→ WORK TO COMPLETE
Copy each of the entries below word for word, without changing anything.

→ RECORDS SUPPLIED
■ ■ ■

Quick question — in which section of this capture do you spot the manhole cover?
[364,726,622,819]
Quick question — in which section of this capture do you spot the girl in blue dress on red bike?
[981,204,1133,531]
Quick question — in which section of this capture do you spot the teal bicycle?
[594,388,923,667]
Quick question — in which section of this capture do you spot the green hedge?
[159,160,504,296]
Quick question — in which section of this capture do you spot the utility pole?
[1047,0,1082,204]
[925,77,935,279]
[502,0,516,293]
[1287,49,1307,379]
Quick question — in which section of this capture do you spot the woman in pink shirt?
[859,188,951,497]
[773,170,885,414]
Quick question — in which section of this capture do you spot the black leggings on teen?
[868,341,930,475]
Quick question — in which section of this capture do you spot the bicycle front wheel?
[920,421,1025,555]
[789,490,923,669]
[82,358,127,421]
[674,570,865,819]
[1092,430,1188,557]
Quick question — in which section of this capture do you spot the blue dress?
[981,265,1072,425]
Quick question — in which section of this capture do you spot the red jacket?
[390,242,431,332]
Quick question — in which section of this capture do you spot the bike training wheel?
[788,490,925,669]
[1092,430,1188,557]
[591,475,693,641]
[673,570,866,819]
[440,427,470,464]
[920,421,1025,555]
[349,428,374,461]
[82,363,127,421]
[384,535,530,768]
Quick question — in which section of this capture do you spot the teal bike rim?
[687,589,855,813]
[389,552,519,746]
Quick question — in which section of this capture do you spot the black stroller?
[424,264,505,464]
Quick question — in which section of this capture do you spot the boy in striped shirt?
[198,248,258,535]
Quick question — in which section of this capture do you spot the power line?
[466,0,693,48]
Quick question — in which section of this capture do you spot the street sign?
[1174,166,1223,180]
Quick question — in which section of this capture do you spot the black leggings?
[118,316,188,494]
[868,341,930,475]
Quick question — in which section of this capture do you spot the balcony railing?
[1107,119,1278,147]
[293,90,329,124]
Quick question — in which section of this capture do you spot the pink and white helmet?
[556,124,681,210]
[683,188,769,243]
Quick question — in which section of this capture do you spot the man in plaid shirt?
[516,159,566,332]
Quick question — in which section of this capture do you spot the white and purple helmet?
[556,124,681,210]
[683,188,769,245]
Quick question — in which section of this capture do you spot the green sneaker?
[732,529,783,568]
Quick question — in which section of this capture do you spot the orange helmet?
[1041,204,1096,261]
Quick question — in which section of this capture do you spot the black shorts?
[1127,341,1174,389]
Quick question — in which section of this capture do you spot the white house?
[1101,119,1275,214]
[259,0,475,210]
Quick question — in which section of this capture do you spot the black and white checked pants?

■ ■ ■

→ EXERCISE RESULT
Quick question — in which section of this capture do you spot the manhole cover?
[364,726,622,819]
Quick question — in which section of this capture do you spot the girl in blue dress on red bike?
[981,204,1133,531]
Quick question — in which section of this capture do you spot the teal bicycle?
[594,388,923,667]
Quick question — in which section of this capture do you spot the green hedge?
[159,160,504,296]
Quick question — in which section of this capture do you spot the utility pole?
[1047,0,1082,204]
[925,77,935,279]
[502,0,516,293]
[1287,49,1307,379]
Quick question — in which section of this capture do you spot the woman in pink shirt?
[859,188,951,497]
[773,170,885,414]
Quick question — in which section of this capture do you spot the black leggings on teen?
[868,341,930,475]
Quick question — in which section of this capture do you spot the bicycle front wheel?
[920,421,1025,555]
[789,490,923,669]
[82,358,127,421]
[674,570,865,819]
[1092,430,1188,557]
Quick question — in which section of this capture do you spot the blue dress?
[981,265,1072,425]
Quick question — in which section of this capture do you spot the red jacket?
[390,242,431,332]
Quick question — in which section of this capture do you spot the bike training wheel?
[788,490,925,669]
[1092,430,1188,557]
[591,475,693,641]
[673,570,866,819]
[440,427,470,464]
[920,421,1025,555]
[349,428,374,461]
[82,363,127,421]
[384,535,530,768]
Quick question — in which section of this capture do you spot the teal bike rim?
[687,589,855,813]
[389,552,519,746]
Quick question — in which section of this capture do you spot the black stroller?
[424,264,505,464]
Quick question — in which section of this capture do you spot the boy in striped shirt?
[198,248,258,535]
Quick question — in which section of this capture do you spot the power line?
[466,0,693,48]
Quick question — in which section of this capture do you spot the street sign?
[1174,166,1223,180]
Quick question — in which section of this capture do you spot the black leggings?
[118,316,188,494]
[868,341,930,475]
Quick question — in which section of this capture do you spot the balcony railing?
[1107,119,1278,147]
[293,90,329,124]
Quick question — in which section of this capture do you spot the pink and white helmet?
[556,124,681,210]
[683,188,769,243]
Quick question — in which section of this capture do you spot the man in plaid shirt?
[516,159,566,332]
Quick question — in which section of this capture do you spot the white and purple helmet?
[556,124,681,210]
[683,188,769,245]
Quick question — in which section of this capture do you spot the green sneaker?
[732,529,783,568]
Quick question — in which section of this capture do you spot the orange helmet?
[1041,204,1096,261]
Quick question — in which section of this capture do you spot the black shorts?
[1127,341,1174,389]
Quick question — in which section of this capture do you spot the white house?
[1101,119,1275,214]
[259,0,475,210]
Quick question — in which section of this capture do you spot the black and white checked pants?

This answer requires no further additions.